Guest post by David Szakonyi
Voters generally do not approve of their leaders manipulating elections. In the just last few years, the world has witnessed incumbents toppled by protests over electoral fraud in Bolivia and Kyrgyzstan, building on the earlier wave of Color Revolutions that swept through Ukraine, Georgia, and other countries. Similar popular outrage about vote rigging turned violent in Indonesia following its 2019 presidential elections while in Belarus, post-election protests in 2020 nearly brought down President Lukashenko’s 26-year reign.
Election-rigging is a risky gamble that can backfire on incumbents and trigger intense public backlash. How then do incumbents bent on staying in power win competitive races? My recently published article in the British Journal of Political Science argues that politicians worldwide are learning from post-election demonstrations and devising more subtle—yet still effective—methods of undermining elections. Electoral integrity worldwide is being violated in ways that are not only harder to detect, but more difficult for democracy-minded activists to rally voters against.
The key for these savvy incumbents is to manipulate the rules and institutions that organize elections long before voters are cast. This approach helps politicians avoid the costs of trying to fix outcomes on election day, as well as the public headache of trying to explain away viral videos of votes being stuffed into machines or clumsy attempts to buy off voters.
Electoral rules come in many shapes and sizes, but all are critical for determining how candidates are registered, disputes arbitrated, and ultimately votes tabulated. But rules can be manipulated. Districts can be redrawn to favor certain candidates and parties (and gerrymandering is far from a US-specific practice). Strong challengers can be blocked from registering their candidacies and accessing the ballot. Election commissions—key actors in deciding how votes are counted—can be stocked with political sympathizers, while access to public funding can be skewed to certain parties.
Such institutional tactics are often formally approved by legislatures long before election day. Hiding behind this legal formalism, incumbents can more easily persuade the general public that their actions strictly adhere to the letter of the law and deserve less scrutiny. If questions swirl about unfree elections, voters are more likely to give them the benefit of the doubt, since the law is being followed as written. Manipulating institutions thus helps incumbents minimize potential public backlash after the results are tabulated on election day.

● ACTIVITY:
Reproduce the stretch of the guest post on election rigging from "The key for" through "buy off voters.".

Point localization data:
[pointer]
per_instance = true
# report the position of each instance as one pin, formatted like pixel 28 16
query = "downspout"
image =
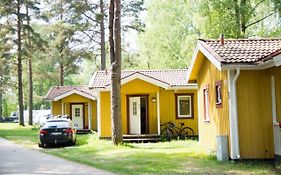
pixel 235 115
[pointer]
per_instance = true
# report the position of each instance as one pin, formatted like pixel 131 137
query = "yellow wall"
pixel 167 106
pixel 254 109
pixel 75 98
pixel 255 112
pixel 219 117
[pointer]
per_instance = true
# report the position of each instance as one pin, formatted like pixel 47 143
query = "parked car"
pixel 57 131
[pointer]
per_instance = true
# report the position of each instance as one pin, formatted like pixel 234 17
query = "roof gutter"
pixel 233 114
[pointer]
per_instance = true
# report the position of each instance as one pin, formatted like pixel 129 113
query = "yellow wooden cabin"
pixel 78 102
pixel 149 98
pixel 239 95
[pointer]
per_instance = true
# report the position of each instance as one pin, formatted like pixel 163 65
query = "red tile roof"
pixel 250 51
pixel 60 90
pixel 171 77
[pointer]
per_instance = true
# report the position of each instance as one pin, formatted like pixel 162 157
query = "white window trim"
pixel 190 106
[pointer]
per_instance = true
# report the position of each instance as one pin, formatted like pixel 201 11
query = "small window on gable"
pixel 206 104
pixel 218 93
pixel 184 106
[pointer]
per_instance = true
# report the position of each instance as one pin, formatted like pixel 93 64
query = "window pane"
pixel 184 105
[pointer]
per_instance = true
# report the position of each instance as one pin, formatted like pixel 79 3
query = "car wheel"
pixel 74 142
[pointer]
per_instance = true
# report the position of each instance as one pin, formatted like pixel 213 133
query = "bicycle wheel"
pixel 167 133
pixel 186 132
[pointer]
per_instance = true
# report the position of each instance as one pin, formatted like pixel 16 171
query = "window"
pixel 206 104
pixel 218 94
pixel 184 106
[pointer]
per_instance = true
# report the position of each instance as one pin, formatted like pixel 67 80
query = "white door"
pixel 77 116
pixel 135 115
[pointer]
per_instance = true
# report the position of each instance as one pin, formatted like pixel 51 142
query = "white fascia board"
pixel 277 60
pixel 74 92
pixel 260 66
pixel 141 77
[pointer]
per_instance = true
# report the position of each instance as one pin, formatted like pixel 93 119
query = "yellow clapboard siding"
pixel 56 107
pixel 168 109
pixel 219 117
pixel 255 114
pixel 75 98
pixel 140 87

● RESULT FOR THIS EXERCISE:
The key for these savvy incumbents is to manipulate the rules and institutions that organize elections long before voters are cast. This approach helps politicians avoid the costs of trying to fix outcomes on election day, as well as the public headache of trying to explain away viral videos of votes being stuffed into machines or clumsy attempts to buy off voters.